Records for processing:

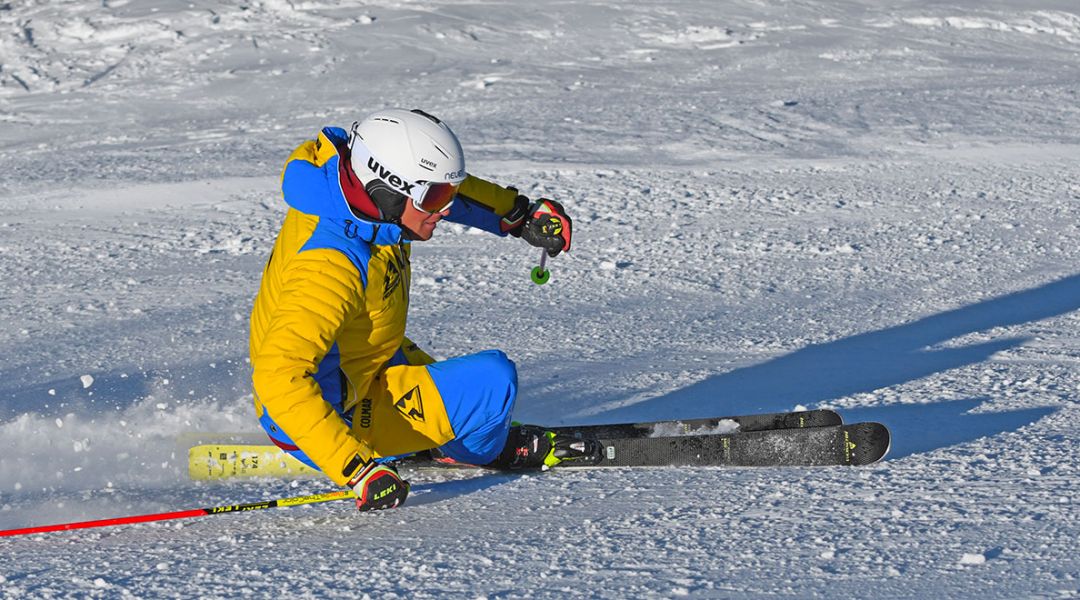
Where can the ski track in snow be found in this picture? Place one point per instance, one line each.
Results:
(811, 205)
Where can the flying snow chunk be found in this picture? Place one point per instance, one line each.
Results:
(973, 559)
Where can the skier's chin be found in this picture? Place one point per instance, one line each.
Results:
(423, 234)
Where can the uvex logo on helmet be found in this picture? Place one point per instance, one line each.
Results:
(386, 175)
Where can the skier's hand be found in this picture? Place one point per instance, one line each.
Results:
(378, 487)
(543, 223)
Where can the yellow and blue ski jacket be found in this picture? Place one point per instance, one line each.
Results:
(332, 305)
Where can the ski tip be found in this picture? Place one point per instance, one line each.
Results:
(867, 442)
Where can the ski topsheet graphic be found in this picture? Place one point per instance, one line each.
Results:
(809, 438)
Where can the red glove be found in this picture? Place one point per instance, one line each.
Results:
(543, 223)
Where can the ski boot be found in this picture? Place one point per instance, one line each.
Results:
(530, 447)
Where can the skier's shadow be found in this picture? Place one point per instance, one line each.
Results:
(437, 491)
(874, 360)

Task directions: Set down the material exactly, every line of it, except for the pictures.

Exercise output:
Where can the ski track in snow be found in this picture? Place one point per instance, one line each.
Results:
(811, 205)
Where can the flying snow chunk be found in this picture? Place one point per instance, one line each.
Results:
(973, 559)
Where can the skier's chin be found in this picture? Place one point per instance, one line each.
Results:
(423, 234)
Where can the uvex logo on helmet be found in this picture? Place one point per instance, one line each.
Results:
(386, 175)
Where can the skier's hand be found in this picture? Place one point per instance, one line each.
Results:
(378, 487)
(543, 223)
Where can the yellow and blue ski jacket be found in this picture? Place one point per instance, one line each.
Results:
(332, 305)
Where can the ski tip be found in this picture? Place one point per instance, one line each.
Results:
(867, 442)
Where can the ski topsheet graphic be found in this picture? Place one point per instance, one line each.
Results:
(809, 438)
Where can the red glove be found in this picture? Place one point per instance, one line each.
Results:
(543, 223)
Where can the ski boot be found in this picture? Place one point per instance, one line each.
Results:
(530, 447)
Where can the skier's shadow be found in this picture? Place one point per instance, one line each.
Results:
(437, 491)
(874, 360)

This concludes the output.